>> Begin Exercise input

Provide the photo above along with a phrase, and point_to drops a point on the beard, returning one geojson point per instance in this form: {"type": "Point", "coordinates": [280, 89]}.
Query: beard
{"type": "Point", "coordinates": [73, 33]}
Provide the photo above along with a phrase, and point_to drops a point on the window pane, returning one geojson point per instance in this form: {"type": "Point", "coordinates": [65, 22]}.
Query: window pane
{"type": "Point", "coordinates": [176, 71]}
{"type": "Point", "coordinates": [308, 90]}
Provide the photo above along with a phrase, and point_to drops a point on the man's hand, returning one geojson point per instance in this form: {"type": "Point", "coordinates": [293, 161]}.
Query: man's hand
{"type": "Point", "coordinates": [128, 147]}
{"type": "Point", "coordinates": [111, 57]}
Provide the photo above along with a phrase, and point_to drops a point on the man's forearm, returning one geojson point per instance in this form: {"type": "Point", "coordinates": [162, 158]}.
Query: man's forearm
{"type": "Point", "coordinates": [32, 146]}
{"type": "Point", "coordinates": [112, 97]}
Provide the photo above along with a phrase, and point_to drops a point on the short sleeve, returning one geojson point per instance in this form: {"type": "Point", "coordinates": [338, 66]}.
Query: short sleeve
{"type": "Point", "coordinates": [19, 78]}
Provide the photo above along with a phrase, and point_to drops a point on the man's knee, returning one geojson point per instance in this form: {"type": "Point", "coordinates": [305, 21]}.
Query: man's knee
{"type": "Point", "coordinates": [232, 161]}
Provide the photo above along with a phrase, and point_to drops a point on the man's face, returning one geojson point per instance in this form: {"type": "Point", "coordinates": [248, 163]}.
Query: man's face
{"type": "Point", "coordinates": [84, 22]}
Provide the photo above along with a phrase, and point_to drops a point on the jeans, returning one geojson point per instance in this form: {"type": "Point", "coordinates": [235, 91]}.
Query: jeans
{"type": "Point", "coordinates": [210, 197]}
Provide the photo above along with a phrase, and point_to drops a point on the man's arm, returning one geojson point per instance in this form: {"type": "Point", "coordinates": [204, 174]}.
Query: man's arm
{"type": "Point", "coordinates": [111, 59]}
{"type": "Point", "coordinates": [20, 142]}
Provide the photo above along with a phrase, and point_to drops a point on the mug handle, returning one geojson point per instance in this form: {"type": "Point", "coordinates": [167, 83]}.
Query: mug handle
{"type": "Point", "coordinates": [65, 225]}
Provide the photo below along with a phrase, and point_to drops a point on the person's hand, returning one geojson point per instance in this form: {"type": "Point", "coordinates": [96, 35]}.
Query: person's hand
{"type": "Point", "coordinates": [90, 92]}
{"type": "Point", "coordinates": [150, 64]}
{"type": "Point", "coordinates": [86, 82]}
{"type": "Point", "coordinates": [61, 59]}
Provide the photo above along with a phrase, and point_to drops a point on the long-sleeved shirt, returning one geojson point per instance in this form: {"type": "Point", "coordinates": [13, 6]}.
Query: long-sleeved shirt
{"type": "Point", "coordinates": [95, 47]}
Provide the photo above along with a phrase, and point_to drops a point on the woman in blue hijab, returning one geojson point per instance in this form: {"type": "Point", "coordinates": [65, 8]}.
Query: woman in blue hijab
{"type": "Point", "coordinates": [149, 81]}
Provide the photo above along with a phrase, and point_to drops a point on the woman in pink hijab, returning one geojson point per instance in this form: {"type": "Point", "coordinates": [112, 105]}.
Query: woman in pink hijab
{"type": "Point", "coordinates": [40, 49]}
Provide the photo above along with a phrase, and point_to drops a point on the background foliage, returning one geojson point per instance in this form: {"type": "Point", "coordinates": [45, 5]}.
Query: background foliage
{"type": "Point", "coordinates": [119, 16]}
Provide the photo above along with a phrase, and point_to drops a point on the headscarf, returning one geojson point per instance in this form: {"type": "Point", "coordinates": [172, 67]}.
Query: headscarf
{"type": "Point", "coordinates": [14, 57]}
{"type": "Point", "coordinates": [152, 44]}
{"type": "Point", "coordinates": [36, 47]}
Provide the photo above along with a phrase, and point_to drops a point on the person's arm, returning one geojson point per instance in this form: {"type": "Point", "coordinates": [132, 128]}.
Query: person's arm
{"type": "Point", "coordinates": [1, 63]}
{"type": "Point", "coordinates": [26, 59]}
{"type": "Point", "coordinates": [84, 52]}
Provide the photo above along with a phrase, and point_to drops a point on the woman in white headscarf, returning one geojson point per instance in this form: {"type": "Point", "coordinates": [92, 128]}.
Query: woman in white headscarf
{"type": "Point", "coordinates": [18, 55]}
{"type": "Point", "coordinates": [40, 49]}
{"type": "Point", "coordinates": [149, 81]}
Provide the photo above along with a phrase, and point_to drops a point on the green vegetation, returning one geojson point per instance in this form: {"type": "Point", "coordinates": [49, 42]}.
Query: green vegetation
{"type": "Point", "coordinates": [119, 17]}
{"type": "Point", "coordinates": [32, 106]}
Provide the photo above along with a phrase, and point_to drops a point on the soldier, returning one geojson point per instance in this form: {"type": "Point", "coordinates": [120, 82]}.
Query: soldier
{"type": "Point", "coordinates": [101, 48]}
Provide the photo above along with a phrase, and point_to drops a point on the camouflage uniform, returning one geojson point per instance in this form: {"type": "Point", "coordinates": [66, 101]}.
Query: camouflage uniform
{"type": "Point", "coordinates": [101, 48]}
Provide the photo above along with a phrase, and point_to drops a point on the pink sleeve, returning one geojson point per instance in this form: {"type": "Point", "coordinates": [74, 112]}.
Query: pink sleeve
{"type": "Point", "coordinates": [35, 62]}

>> End Exercise input

Starting with the line that contains "on the green", output every line through the end of the listing above, unchanged.

Provide the photo above along with a phrase, and point_to drops a point on the green vegetation, returning one geojson point per instance in this form: {"type": "Point", "coordinates": [49, 42]}.
Query: green vegetation
{"type": "Point", "coordinates": [119, 17]}
{"type": "Point", "coordinates": [32, 106]}
Provide the photo above along with a phrase, and point_to drops a point on the soldier, returning one geojson point per instance in this form: {"type": "Point", "coordinates": [120, 82]}.
Query: soldier
{"type": "Point", "coordinates": [101, 48]}
Provide the photo above along with a phrase, and point_to drops a point on the camouflage uniform, returning one geojson point per instance in this form: {"type": "Point", "coordinates": [66, 101]}.
Query: camouflage uniform
{"type": "Point", "coordinates": [101, 48]}
Provide the photo above along with a phrase, and point_to drops a point on the pink sleeve, returning one geojson point per instance in this form: {"type": "Point", "coordinates": [74, 112]}.
Query: pink sleeve
{"type": "Point", "coordinates": [35, 62]}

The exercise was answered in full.